[Excerpts from a location annotation dataset]
+ + + + + + +
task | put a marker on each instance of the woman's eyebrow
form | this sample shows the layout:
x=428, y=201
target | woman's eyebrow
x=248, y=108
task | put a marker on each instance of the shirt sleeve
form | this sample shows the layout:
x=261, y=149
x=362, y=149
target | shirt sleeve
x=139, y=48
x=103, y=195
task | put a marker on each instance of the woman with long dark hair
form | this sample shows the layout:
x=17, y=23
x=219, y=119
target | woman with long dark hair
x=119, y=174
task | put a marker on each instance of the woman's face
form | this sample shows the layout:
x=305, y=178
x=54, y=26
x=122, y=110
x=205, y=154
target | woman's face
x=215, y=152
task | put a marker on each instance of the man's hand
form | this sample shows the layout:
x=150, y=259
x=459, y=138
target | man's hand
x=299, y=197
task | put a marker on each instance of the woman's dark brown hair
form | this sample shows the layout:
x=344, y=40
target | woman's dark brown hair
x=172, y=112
+ + + + + + +
→ EXERCISE AIM: Duplicate the lines starting with the line that contains "the woman's dark brown hair" and going on through the end of the lines above.

→ TASK OUTPUT:
task | put a marker on each instance of the woman's dark brown hair
form | this sample shows the layout:
x=344, y=40
target | woman's dark brown hair
x=172, y=112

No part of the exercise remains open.